• PROVIDED MATERIAL

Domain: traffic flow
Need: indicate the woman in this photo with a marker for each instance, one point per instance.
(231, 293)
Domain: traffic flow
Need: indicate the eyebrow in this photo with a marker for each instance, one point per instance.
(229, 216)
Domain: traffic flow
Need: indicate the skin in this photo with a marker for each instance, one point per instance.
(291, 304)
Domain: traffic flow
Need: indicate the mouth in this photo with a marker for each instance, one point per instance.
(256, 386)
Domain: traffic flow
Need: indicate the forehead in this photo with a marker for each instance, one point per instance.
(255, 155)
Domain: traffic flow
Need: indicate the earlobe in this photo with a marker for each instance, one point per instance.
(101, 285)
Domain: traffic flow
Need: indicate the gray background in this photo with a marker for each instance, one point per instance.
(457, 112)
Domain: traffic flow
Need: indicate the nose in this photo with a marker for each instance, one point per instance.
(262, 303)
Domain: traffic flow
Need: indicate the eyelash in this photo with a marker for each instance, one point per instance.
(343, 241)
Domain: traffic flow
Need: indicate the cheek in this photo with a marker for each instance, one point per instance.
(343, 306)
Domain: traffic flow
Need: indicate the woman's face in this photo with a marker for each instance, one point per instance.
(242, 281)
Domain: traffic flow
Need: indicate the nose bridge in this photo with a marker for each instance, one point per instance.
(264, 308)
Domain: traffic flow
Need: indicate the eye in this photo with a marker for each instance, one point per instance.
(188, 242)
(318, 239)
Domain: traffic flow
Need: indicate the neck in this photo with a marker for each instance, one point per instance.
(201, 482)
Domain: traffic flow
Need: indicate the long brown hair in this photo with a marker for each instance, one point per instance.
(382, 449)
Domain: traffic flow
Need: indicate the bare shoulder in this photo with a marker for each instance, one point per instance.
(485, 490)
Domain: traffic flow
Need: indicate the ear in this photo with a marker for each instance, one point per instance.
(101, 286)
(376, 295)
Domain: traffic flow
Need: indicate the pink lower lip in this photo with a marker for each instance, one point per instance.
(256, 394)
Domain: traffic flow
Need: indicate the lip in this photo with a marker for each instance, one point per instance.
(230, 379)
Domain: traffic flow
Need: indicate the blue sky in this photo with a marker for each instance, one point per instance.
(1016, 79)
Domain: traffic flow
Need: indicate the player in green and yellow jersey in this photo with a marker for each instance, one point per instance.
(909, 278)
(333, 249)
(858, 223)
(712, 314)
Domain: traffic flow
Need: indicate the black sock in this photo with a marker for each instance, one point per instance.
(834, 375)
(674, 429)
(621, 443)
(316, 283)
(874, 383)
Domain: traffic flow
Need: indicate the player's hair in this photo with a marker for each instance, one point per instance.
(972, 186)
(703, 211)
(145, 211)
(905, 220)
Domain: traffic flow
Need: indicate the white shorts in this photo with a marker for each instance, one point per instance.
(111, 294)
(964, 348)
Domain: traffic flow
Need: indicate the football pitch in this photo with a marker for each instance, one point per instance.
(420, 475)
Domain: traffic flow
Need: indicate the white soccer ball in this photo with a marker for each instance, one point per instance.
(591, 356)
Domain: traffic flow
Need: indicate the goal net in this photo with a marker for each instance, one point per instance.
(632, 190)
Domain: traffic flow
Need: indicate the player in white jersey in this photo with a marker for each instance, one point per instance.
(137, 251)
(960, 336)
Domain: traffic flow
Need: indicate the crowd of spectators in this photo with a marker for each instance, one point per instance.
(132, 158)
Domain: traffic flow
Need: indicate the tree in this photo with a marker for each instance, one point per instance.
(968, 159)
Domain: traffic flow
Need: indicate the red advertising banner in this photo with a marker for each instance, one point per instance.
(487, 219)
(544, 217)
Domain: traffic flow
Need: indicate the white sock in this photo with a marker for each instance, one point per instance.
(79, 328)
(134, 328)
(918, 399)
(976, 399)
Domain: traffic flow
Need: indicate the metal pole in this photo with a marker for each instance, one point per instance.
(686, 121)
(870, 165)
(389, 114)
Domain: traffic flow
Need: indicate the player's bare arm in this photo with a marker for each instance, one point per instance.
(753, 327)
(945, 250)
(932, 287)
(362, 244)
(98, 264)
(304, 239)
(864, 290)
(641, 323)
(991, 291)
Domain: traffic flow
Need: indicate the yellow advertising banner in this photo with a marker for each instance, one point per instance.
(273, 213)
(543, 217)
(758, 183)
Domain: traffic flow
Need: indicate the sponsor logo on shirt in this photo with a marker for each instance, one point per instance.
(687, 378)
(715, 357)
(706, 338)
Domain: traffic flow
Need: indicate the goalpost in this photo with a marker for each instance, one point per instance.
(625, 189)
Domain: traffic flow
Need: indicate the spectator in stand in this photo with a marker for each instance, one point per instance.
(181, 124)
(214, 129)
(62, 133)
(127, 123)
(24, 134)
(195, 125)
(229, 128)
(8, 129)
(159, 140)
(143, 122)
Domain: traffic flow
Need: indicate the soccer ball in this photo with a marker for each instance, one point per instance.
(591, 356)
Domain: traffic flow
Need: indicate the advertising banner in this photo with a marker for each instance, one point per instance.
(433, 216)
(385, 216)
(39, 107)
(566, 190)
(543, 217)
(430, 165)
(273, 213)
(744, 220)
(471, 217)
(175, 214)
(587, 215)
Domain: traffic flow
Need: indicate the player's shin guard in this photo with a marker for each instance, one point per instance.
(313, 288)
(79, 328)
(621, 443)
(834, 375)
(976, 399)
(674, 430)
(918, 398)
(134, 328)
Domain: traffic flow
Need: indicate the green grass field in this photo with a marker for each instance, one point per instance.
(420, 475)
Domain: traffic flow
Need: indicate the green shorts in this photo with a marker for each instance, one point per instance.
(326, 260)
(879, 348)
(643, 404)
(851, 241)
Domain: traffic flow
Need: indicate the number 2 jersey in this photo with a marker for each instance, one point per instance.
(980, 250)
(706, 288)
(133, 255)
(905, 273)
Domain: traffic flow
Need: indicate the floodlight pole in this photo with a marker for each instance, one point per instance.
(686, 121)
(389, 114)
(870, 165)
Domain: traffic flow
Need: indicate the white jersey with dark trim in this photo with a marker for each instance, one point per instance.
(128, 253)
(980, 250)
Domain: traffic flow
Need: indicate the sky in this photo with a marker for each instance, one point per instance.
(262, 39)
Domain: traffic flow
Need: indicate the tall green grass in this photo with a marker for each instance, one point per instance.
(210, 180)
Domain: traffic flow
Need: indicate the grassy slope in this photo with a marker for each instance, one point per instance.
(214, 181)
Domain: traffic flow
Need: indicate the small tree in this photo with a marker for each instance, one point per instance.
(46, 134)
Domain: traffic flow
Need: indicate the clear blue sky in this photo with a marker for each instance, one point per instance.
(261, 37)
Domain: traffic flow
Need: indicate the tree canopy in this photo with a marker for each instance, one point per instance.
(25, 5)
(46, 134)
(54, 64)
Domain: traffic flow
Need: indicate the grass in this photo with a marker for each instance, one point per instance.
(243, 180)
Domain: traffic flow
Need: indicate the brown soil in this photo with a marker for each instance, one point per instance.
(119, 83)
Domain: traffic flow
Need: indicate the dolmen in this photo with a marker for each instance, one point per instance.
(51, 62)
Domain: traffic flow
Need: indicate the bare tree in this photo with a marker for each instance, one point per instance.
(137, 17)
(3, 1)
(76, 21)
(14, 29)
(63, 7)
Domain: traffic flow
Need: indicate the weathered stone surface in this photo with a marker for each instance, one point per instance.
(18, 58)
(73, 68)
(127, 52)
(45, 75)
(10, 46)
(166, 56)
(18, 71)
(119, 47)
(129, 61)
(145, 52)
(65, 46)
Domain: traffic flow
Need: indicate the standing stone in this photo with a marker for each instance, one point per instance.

• WHAT TO WORK ON
Write down all the entries again without a single difference.

• THE OUTPUT
Domain: traffic flow
Need: indicate the woman in this photo with a marker for each instance, one point per instance.
(231, 293)
Domain: traffic flow
Need: indicate the eyebrow in this photo with a marker for each instance, one point per instance.
(229, 216)
Domain: traffic flow
Need: indicate the skin in this photo with a marker for each instance, one point per instance.
(291, 304)
Domain: traffic flow
Need: indicate the mouth in this photo with a marker for each instance, one point per instance.
(256, 386)
Domain: traffic flow
Need: indicate the forehead in this photo with a marker for each instance, one point per instance.
(255, 155)
Domain: traffic flow
Need: indicate the earlobe in this photo with a marker for each instance, one point per instance.
(101, 285)
Domain: traffic flow
Need: indicate the gray background in this photo with a marker for each instance, one point per instance.
(457, 112)
Domain: traffic flow
Need: indicate the nose in this photo with a marker for each instance, one point per instance.
(262, 303)
Domain: traffic flow
Need: indicate the eyelash in this photo with a marker for each instance, one point per instance.
(343, 241)
Domain: traffic flow
Need: indicate the cheek in this photo with a marker for each instance, one point per instance.
(343, 306)
Domain: traffic flow
Need: indicate the woman's face in this photo with a marker for each instance, one point per instance.
(242, 281)
Domain: traffic flow
Need: indicate the nose bridge in this photo with a marker for each instance, one point per instance.
(264, 308)
Domain: traffic flow
Need: indicate the eye in this photo with a marker for each instance, one point per instance.
(188, 242)
(318, 239)
Domain: traffic flow
Need: indicate the neck in this photo with a marker for each instance, one point per instance.
(201, 482)
Domain: traffic flow
Need: indicate the long brown hair in this photo with a marker for each instance, one point per instance.
(382, 449)
Domain: traffic flow
Need: indicate the bare shoulder in this photo with a marker for each instance, one point per instance.
(485, 490)
Domain: traffic flow
Need: indicate the ear in this photo with a marker for each instance, one point per instance.
(101, 286)
(376, 295)
Domain: traffic flow
Need: indicate the pink lower lip in this photo with a marker for each instance, one point per instance.
(256, 394)
Domain: traffic flow
Need: indicate the lip in this photo with a marker for each instance, one point per instance.
(230, 379)
Domain: traffic flow
Need: indicate the blue sky in this photo with a marker for each instance, one point per instance.
(1016, 79)
Domain: traffic flow
Need: indicate the player in green and yellow jersey in this photo with a marker for each instance, one point per instance.
(909, 278)
(333, 249)
(858, 223)
(712, 314)
Domain: traffic flow
Need: indicate the black sock in this photo with a marker for each instance, one point per instance.
(834, 375)
(674, 429)
(621, 443)
(316, 283)
(874, 383)
Domain: traffic flow
Need: indicate the player's hair in this photo with a marker for each instance, one point per instance.
(972, 186)
(703, 211)
(145, 211)
(905, 220)
Domain: traffic flow
Need: indicate the white shorts in this photo with a marker for each instance, one point per instance.
(111, 294)
(964, 348)
Domain: traffic flow
Need: indicate the football pitch in this photo with a marker for each instance, one point per instance.
(420, 475)
Domain: traffic flow
Need: indicate the white soccer ball in this photo with a marker for each instance, one point per instance.
(591, 356)
Domain: traffic flow
Need: indicate the goal net in this photo with a marker for each instance, one point per instance.
(632, 190)
Domain: traffic flow
Need: indicate the player in white jersey in this photo with a marker for each instance, one point per instance.
(137, 251)
(960, 336)
Domain: traffic flow
Need: indicate the crowd of spectators in this photo with a marker for each instance, one point per instance.
(132, 158)
Domain: traffic flow
Need: indicate the tree in this photo with a marker for each instance, one point per instance.
(968, 159)
Domain: traffic flow
Need: indicate the red advertising banner in this photo with a marker for each instance, one point per instance.
(487, 219)
(544, 217)
Domain: traffic flow
Need: indicate the white sock in this photo with a marker for each instance, one point per instance.
(79, 328)
(134, 328)
(918, 399)
(976, 399)
Domain: traffic flow
Need: indicate the metal pole in this photo with a marker for each instance, one point per instance.
(686, 121)
(870, 165)
(389, 114)
Domain: traffic flow
Need: indicate the player's bare arm in this photo with a marker for each instance, one point per instance.
(753, 327)
(945, 250)
(932, 287)
(362, 244)
(98, 264)
(304, 239)
(864, 290)
(641, 323)
(991, 291)
Domain: traffic flow
Need: indicate the yellow advertising banner in this photo with a marker for each instance, one point per instance.
(273, 213)
(543, 217)
(758, 183)
Domain: traffic flow
Need: indicate the sponsor logo on shirt in this photo with a marker for each instance, one point per instance.
(687, 378)
(715, 357)
(706, 338)
Domain: traffic flow
Need: indicate the goalpost in this photo with a marker for each instance, one point per instance.
(625, 189)
Domain: traffic flow
Need: indicate the spectator in stand in this photo with a marker for each instance, one point per instance.
(181, 124)
(214, 129)
(62, 133)
(127, 123)
(24, 134)
(195, 125)
(229, 128)
(8, 129)
(159, 140)
(143, 122)
Domain: traffic flow
Need: indicate the soccer ball in this photo with a marker for each instance, one point per instance.
(591, 356)
Domain: traffic flow
Need: indicate the advertising banner in this photo with a marker for each instance, one point per instance.
(433, 216)
(385, 216)
(39, 107)
(566, 190)
(543, 217)
(430, 165)
(273, 213)
(744, 220)
(471, 217)
(175, 214)
(587, 215)
Domain: traffic flow
Need: indicate the player's shin guard in this photo with a marker for each instance, one point per instance.
(313, 288)
(79, 328)
(621, 443)
(834, 375)
(976, 399)
(674, 430)
(918, 398)
(134, 328)
Domain: traffic flow
Need: indicate the green grass field in this photo with a marker for each instance, one point per instance.
(420, 475)
Domain: traffic flow
Need: indicate the green shorts in this photo with a marker for each instance, one point per instance.
(326, 260)
(879, 348)
(643, 404)
(851, 241)
Domain: traffic flow
Need: indicate the number 2 jersey in this photo with a marker for each instance, one point per instance.
(980, 250)
(706, 288)
(133, 255)
(905, 273)
Domain: traffic flow
Need: indicate the floodlight pole in this photo with a marker for each instance, one point per instance.
(686, 121)
(389, 114)
(870, 165)
Domain: traffic flow
Need: indicate the white jersey with dark trim in this photo with a marker for each instance, one point per instance.
(128, 253)
(980, 250)
Domain: traffic flow
Need: indicate the sky in this photo with a marker for each instance, one point per instance.
(262, 39)
Domain: traffic flow
Need: indicate the tall green grass in this photo with a marker for each instance, one point per instance.
(210, 180)
Domain: traffic flow
Need: indicate the grassy slope in this photo with a marker for each instance, one point per instance.
(214, 181)
Domain: traffic flow
Need: indicate the small tree in this photo with a marker for each instance, one point per instance.
(46, 134)
Domain: traffic flow
Need: indicate the clear blue sky in this photo with a marker for each instance, one point per instance.
(261, 37)
Domain: traffic flow
Need: indicate the tree canopy in this photo with a marker for each instance, one point per instance.
(25, 5)
(46, 134)
(54, 64)
Domain: traffic flow
Need: indicate the grass in this photo with a marker for each instance, one point per instance.
(243, 180)
Domain: traffic flow
Need: indicate the brown soil in this photo with a marker for each instance, one point per instance.
(119, 83)
Domain: traffic flow
Need: indicate the dolmen in this photo with a marker for each instance, one point per instance.
(51, 62)
Domain: traffic flow
Need: indicate the bare tree in this photo with a marker for each instance, one point per instance.
(137, 17)
(3, 1)
(76, 21)
(14, 29)
(63, 7)
Domain: traffic flow
Need: indicate the weathered stone surface in this photo with a marker for each instance, one point per instance.
(18, 58)
(73, 68)
(127, 52)
(45, 75)
(10, 46)
(166, 56)
(18, 71)
(119, 47)
(129, 61)
(145, 52)
(65, 46)
Domain: traffic flow
Need: indicate the standing stone in this photo with a marker for each instance, one point per instance.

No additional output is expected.